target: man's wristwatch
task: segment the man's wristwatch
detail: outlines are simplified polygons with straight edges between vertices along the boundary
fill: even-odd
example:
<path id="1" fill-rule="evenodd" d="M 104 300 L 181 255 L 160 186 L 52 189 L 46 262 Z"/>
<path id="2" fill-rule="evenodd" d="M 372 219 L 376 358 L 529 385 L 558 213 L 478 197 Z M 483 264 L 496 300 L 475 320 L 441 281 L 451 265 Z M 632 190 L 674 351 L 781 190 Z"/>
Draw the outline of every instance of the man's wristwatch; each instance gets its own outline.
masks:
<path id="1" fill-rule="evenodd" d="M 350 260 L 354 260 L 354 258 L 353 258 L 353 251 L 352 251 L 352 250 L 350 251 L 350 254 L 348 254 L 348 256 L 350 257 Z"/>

-------------------------

▶ [TASK INSTRUCTIONS] Your answer must consist of every line above, reproduced exactly.

▶ [EXERCISE RESPONSE]
target: man's wristwatch
task: segment the man's wristwatch
detail: outlines are simplified polygons with straight edges between vertices along the boundary
fill: even-odd
example:
<path id="1" fill-rule="evenodd" d="M 104 300 L 181 255 L 160 186 L 52 189 L 46 262 Z"/>
<path id="2" fill-rule="evenodd" d="M 372 219 L 376 358 L 529 385 L 558 213 L 478 197 Z M 483 264 L 496 300 L 475 320 L 441 281 L 451 265 Z M 632 190 L 674 351 L 781 190 Z"/>
Draw the outline of every instance of the man's wristwatch; each instance gets its own outline.
masks:
<path id="1" fill-rule="evenodd" d="M 350 260 L 354 260 L 354 258 L 353 258 L 353 251 L 352 251 L 352 250 L 350 251 L 350 254 L 348 254 L 348 256 L 350 257 Z"/>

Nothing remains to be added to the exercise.